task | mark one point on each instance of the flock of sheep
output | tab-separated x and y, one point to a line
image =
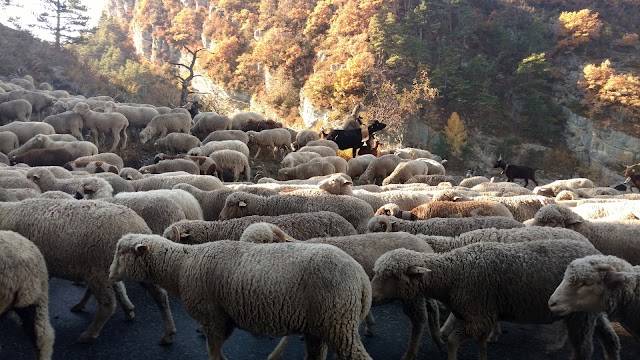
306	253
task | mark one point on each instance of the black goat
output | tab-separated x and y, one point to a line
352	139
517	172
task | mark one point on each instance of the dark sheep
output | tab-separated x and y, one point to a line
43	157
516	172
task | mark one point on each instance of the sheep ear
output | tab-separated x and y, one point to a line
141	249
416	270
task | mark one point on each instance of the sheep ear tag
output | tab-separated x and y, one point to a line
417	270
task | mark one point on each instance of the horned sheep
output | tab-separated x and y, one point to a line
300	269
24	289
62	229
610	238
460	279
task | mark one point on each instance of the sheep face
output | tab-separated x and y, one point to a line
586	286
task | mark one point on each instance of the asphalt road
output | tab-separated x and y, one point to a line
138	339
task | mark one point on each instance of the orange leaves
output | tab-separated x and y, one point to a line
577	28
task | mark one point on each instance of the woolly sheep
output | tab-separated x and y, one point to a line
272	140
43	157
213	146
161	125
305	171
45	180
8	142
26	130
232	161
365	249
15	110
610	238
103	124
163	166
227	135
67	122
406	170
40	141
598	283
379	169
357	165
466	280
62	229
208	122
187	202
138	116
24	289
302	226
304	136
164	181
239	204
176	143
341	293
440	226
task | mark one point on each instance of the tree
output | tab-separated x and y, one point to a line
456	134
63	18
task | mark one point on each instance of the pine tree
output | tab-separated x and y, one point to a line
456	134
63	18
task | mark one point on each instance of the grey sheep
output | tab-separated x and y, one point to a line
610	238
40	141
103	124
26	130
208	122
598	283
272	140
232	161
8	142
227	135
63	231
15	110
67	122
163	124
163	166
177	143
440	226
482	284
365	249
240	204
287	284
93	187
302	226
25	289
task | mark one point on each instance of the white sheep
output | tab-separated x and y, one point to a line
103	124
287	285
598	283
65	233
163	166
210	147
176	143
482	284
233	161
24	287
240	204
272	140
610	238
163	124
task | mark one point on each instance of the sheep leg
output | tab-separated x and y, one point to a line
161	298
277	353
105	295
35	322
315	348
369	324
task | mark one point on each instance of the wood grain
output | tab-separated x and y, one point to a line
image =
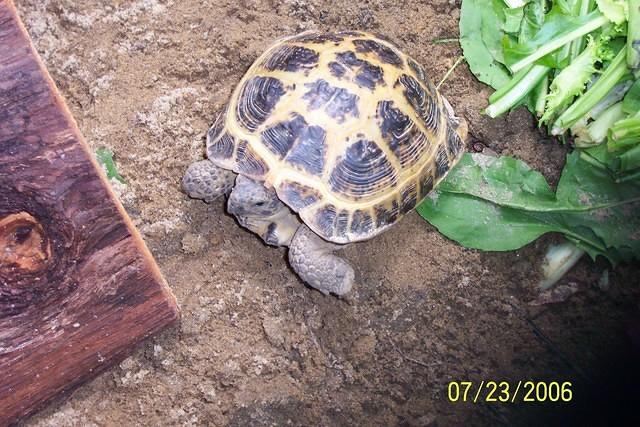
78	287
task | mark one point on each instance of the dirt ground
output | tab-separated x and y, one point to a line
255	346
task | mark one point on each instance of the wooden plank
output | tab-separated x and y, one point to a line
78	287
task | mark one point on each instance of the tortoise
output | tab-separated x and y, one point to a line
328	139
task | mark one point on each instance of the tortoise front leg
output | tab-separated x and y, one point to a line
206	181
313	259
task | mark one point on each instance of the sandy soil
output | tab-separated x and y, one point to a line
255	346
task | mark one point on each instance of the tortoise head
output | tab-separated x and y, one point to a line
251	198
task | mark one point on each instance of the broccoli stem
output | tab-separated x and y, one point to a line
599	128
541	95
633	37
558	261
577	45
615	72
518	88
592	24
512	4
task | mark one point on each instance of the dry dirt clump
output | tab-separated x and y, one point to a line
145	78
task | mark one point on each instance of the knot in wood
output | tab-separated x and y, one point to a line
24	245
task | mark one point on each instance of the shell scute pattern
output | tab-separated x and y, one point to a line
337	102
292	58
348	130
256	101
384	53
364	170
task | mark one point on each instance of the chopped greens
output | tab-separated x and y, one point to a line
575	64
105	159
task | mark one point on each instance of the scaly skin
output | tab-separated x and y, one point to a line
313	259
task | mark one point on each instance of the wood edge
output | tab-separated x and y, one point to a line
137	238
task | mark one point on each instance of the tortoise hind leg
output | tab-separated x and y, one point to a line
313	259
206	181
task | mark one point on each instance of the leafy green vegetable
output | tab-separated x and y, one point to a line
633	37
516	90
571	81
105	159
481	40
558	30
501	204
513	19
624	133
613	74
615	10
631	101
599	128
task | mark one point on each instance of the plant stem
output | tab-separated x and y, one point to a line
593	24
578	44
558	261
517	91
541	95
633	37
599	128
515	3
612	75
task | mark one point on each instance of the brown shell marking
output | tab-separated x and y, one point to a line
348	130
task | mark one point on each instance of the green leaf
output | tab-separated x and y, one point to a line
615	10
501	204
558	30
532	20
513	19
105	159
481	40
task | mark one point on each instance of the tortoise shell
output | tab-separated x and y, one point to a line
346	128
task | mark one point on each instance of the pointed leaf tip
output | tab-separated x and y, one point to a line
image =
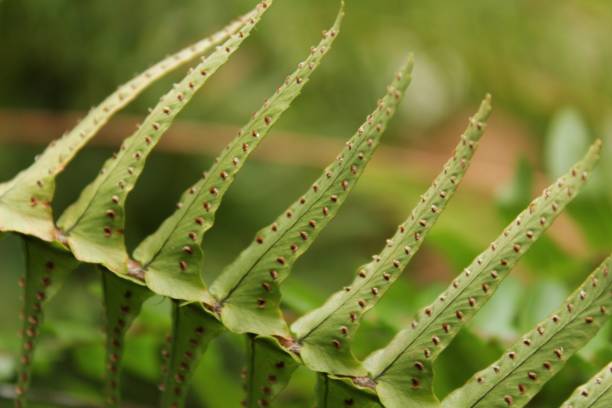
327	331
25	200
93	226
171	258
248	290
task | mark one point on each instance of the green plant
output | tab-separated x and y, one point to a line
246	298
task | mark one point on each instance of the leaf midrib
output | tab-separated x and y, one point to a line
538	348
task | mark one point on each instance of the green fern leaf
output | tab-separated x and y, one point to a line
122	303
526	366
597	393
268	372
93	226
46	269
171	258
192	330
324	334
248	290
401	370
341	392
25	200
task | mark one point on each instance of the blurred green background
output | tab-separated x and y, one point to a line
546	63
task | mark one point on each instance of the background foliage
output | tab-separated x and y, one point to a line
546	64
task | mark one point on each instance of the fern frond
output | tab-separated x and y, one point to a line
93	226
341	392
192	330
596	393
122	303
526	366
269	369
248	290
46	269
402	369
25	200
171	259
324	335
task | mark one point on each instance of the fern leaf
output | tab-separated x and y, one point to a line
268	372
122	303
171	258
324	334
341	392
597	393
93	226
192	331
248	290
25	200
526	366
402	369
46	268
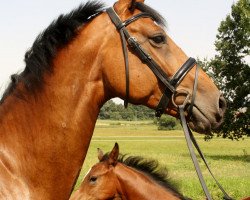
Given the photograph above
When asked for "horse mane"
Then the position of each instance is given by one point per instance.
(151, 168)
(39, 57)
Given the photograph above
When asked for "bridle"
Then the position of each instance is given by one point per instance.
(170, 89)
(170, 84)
--------------------------------
▶ [What is expected]: Your copy should hold every record word for word and none of the pictures.

▶ [Result of the task]:
task | mark one point on each instance of the flock of sheep
output | tab-separated x and y, one point to a line
image =
306	253
task | mark one point on each instance of the black goat
output | tab-separated x and y, one point to a line
352	139
517	172
task | mark one point on each instance of the dark sheep
output | tab-separated x and y, one point to a line
43	157
516	172
task | mark one point on each instance of the sheep ear
output | tab-separated x and y, one point to a line
141	249
416	270
task | mark one point on each instance of the sheep ear tag
output | tab-separated x and y, one point to a line
417	270
task | mark one point on each instance of the horned sheep
output | tab-separated x and y, one point to a line
300	269
24	289
62	229
610	238
460	279
task | mark one point on each instance of the sheep face
output | tab-separated x and y, one point to a line
586	286
task | mark one point on each instance of the asphalt road
output | tab-separated x and y, one point to a line
138	339
task | mark one point on each instance of the orange leaves
output | tab-separated x and y, one point to a line
577	28
task | mark one point on each instance of the woolly sheep
output | tab-separated x and y, one point to a line
272	140
43	157
213	146
161	125
305	171
45	180
8	142
26	130
232	161
365	249
15	110
610	238
103	124
163	166
227	135
67	122
406	170
40	141
598	283
379	169
357	165
466	280
62	229
208	122
187	202
138	116
24	289
302	226
304	136
164	181
239	204
176	143
341	293
440	226
task | mark one point on each instance of the tree
output | tab-separated x and y, one point to a line
456	134
63	18
task | mark one point on each instance of the pine tree
output | tab-separated x and y, one point to a line
456	134
63	18
task | mark one point on each instance of the grey sheep
output | tab-separated x and y, one point to a line
610	238
40	141
103	124
26	130
208	122
598	283
272	140
232	161
8	142
227	135
63	231
15	110
67	122
163	124
163	166
177	143
440	226
482	284
365	249
240	204
287	284
93	187
302	226
25	289
task | mark one point on each instance of the white sheep
output | tab-separated x and y, one point to a line
103	124
287	285
598	283
65	233
163	166
210	147
176	143
482	284
233	161
24	287
240	204
272	140
610	238
163	124
task | mark one point on each instance of the sheep leg
output | tab-separated x and y, one point to a line
161	298
277	353
105	295
35	322
315	348
369	324
task | mark one point on each instance of the wood grain
output | tab-separated x and y, one point to a line
image =
78	287
task | mark one point on each instance of the dirt ground
output | tab-separated x and y, one point to a line
255	346
task | mark one point on each instance of the wooden plank
output | tab-separated x and y, one point to a line
78	287
task | mark one point on each instance of the tortoise
output | tab-separated x and y, one point to a line
328	139
task | mark one point on each instance of the tortoise front leg
output | tab-separated x and y, one point to a line
206	181
313	259
task | mark one point on each instance of the sandy soil
output | tab-separated x and y, one point to a line
255	346
task | mark one point on each instance of the tortoise head
output | tab-separated x and y, one point to a line
251	198
task | mark one point on each instance of the broccoli stem
output | tab-separated x and y, one point to a line
599	128
541	95
633	37
558	261
577	45
615	72
518	88
592	24
512	4
task | mark one point on each instance of the dry dirt clump
output | tab-separated x and y, one point to a line
145	78
task | mark one point on each instance of the knot in wood
output | tab-separated x and y, one point to a line
24	245
task | mark one point on each instance of the shell scute pattern
output | tab-separated x and y, one point to a line
337	102
292	58
348	130
256	101
384	53
364	170
task | mark one point on each instance of the chopped greens
output | tab-separated x and y, one point to a line
575	64
105	159
task | mark one point on each instance of the scaly skin
output | tab-separated x and y, one point to a line
313	259
task | mark one point on each instance of the wood edge
output | tab-separated x and y, one point to a line
137	238
task | mark one point on each instance of the tortoise hind leg
output | tab-separated x and y, one point to a line
313	259
206	181
task | mark one point on each instance of the leafy green vegetable
output | tab-separated x and y, one point to a line
633	37
516	90
571	81
105	159
481	40
558	30
501	204
513	19
624	133
613	74
615	10
631	101
599	128
task | mark one point on each instance of the plant stem
output | tab-separated x and y, one point to a line
593	24
578	44
558	261
517	91
541	95
633	37
599	128
515	3
612	75
task | mark one point on each instance of the brown shell marking
output | tab-separated x and y, one point to a line
348	130
task | mark one point on each instance of the green leaf
output | tab-separated x and y, one point to a line
615	10
501	204
558	30
532	20
513	19
105	159
481	40
task | mark one point on each instance of the tortoise shell
output | tab-separated x and y, one point to a line
346	128
task | mark one point on each instance of the pointed leaf tip
output | tab-separated x and y, one point to a line
image =
327	331
25	200
93	226
171	258
248	290
task | mark one point on each instance of the green plant
output | tab-separated x and y, one point to a line
246	298
task | mark one point on each instance of the leaf midrib
output | tab-separated x and y, one point to a line
538	348
task | mark one point on each instance of the green fern leaf
output | tab-separated x and y, one point to a line
122	303
526	366
597	393
268	372
93	226
46	269
171	258
192	330
324	334
248	290
401	370
341	392
25	200
task | mark one point on each instance of the blurred green background
output | tab-separated x and y, one point to a line
546	63
task | mark one point on each instance of the background foliage
output | tab-separated x and y, one point to a line
546	64
task | mark one point on each instance of the fern frond
output | tab-separated x and y, one point to a line
93	226
341	392
192	330
596	393
122	303
526	366
269	369
248	290
46	269
402	369
25	200
171	259
324	335
task | mark one point on each instance of the fern leaf
output | tab-separated x and y, one point to a line
268	372
122	303
171	258
324	334
341	392
597	393
93	226
192	331
248	290
25	200
526	366
402	369
46	268
Given the photograph above
When asked for "horse mane"
Then the position of each instance is given by one point per instance.
(151, 168)
(39, 57)
Given the photograph above
When asked for "bridle"
Then the position of each instance is given by one point per instance.
(170, 89)
(170, 84)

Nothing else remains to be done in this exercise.